● Given exercise 1: In the passage on the buraku issue, rewrite the stretch from "Man 1:I know" through "kikiawase these days.", changing "sexual harassment" to "workplace harassment".
● Given exercise 2: Pick up the passage on the buraku issue where it stops and keep writing.

Recently, however, people have come to speak up about the buraku issue, and other human rights issues, without hesitation. One study session in September, 2012 shows the difference from before. The discussion was supposed to be on sexual harassment. Fifty Nishimine residents participated. The following dialogue emerged.
Man 1:I know that legislation prohibits sexual harassment. But if we are going to stick, always, perfectly to the rules, then society won’t be able to go on.Companies won’t be able to function. I think men and women have different roles. It’s easy to talk about equality, but in real life…
Woman 1:What did you just say? What you have just said, there, is a typical sexist remark. And aren’t you guilty of sexual harassment on your own wife, at home?
Man 2:These days, sexual harassment brings the threat of litigation.
Man 3:It isn’t very easy to make a policy that would deal with sex pests. Except, maybe, in big companies.
Woman 2: That’s not the point.
Mihashi:Come to think of it, I don’t get any more kikiawase these days.
Takayama:Kikiawase? You mean inquiries for background checks?
Mihashi:Yes.
Takayama:Like for marriage and employment?
Mihashi:Right. I used to get 20 or so a year, 10 years ago. But today…
Takayama:Really?
Mihashi: I wouldn’t lie.
Takayama:And did you take these requests?
Mihashi:I did.
Presenter:Ladies and gentlemen, please let’s come back to our original discussion. The harassment issue, please.
Mihashi and Takayama belong to the same jokai. Mihashi is an aggressive retired executive officer of a construction materials company. He presently serves on the board of the Nishimine neighborhood association.
Ten years prior to this discussion, a news program on the Nippon Television Network Corporation had reported on a crime of trading in private information. Aichi Prefecture police arrested a network of “inquiry agencies” and informers. The BLL had uncovered the trade. According to the BLL’s accusation, and supported by the police investigation, the information dealers had earned approximately 200 million yen through selling mass-produced illegal copies of Kosekitohon, or family registers. It was after this clandestine business was revealed that Mihashi’s kikiawase trade began to suffer.

● Record list:
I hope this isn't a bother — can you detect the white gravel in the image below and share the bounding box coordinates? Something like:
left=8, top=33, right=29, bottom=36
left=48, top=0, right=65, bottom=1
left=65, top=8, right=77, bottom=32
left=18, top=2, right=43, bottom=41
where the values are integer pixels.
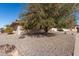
left=0, top=33, right=75, bottom=56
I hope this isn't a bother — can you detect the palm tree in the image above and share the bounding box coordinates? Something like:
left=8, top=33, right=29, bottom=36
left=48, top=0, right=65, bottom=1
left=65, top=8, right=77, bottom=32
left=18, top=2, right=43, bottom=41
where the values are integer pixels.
left=22, top=3, right=79, bottom=32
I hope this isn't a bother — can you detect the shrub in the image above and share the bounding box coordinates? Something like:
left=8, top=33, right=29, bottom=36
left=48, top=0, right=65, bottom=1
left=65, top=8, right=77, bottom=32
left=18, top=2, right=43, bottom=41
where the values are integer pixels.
left=4, top=27, right=13, bottom=34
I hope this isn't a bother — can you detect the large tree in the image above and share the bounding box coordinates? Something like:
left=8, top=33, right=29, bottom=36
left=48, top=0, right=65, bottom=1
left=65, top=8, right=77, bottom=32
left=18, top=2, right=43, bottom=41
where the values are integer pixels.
left=22, top=3, right=79, bottom=32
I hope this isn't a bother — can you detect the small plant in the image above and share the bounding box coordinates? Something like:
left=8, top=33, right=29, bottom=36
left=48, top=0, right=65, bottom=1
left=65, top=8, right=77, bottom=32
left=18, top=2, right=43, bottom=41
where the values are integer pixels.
left=4, top=27, right=13, bottom=34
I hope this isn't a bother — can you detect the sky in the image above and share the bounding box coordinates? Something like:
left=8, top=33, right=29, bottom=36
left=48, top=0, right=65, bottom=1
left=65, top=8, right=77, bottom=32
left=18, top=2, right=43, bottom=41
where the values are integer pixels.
left=0, top=3, right=27, bottom=28
left=0, top=3, right=79, bottom=28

● Exercise result 1:
Man 1:I know that legislation prohibits workplace harassment. But if we are going to stick, always, perfectly to the rules, then society won’t be able to go on.Companies won’t be able to function. I think men and women have different roles. It’s easy to talk about equality, but in real life…
Woman 1:What did you just say? What you have just said, there, is a typical sexist remark. And aren’t you guilty of workplace harassment on your own wife, at home?
Man 2:These days, workplace harassment brings the threat of litigation.
Man 3:It isn’t very easy to make a policy that would deal with sex pests. Except, maybe, in big companies.
Woman 2: That’s not the point.
Mihashi:Come to think of it, I don’t get any more kikiawase these days.

● Exercise result 2:
Being a well-informed insider of the Nishimine neighborhood association, Mihashi was undertaking 20-odd kikiawase a year, in a community of 78 households. It is unclear whether he charged money for his services. However, such investigations are not generally performed for free. The procuring and selling of private family information is a form of discrimination commoditized. It is, essentially, a niche economy.
From the evidence, including the conversation above, it cannot be ascertained that Mihashi was targeting burakumin explicitly. But nor would this be necessary, for the point is that the Nishimine residents, themselves, are already very conscious of Buraku A. And some are consciously against Buraku. The residents’ buraku-consciousness is well exemplified by the following discourse. Kono and Takayama belong to different jokai, note; however, they are members of the Nishimine neighborhood association athletic committee.
Kono: By the way, Mr Takayama, do you know how Uesugi is doing?
Takayama: What?
Kono: We went to high school together. He’s stayed me at my place once, too.
Takayama: Well, I know only one Uesugi, but I haven’t seen him in over 35 years. What was his first name… It was Akimoto.
Kono: Maybe. I don’t remember his given name.
Takayama: Big guy. Went to university in Tokyo. Played American football.
Kono: Yes, that’s the guy.
Takayama: Well, I haven’t seen him in a long, long time. I couldn’t say how he’s doing these days.
Kono: Oh. He was a good guy. And how is Mr Ban?
Takayama: Mr Ban?
Kono: Yes, you know. He lives in Miyoshi cho (a district in Fukuyama City). Mr Kawaguchi, Mr Yumamoto, and Mr Matsui, how about them? They live in Yamate cho and Honjo cho. Oh, and that reminds me. Mr Narazu. He’s another friend.
Takayama: Hmm.
Kono: Where does Mr Osaki live?
Kono is asking Takayama about all of his (Kono’s) burakumin acquaintances, and only his burakumin acquaintances. The only one that Takayama knew was Uesugi. Kono assumed that Takayama, as a burakumin, would be friends with all of his (Kono’s) burakumin friends. Kono imagines a vast, tight network of burakumin, and has them all segregated, in a friendly way, in his mind. Takayama’s comment on this exchange: “Now I know how people manage to get my personal information.”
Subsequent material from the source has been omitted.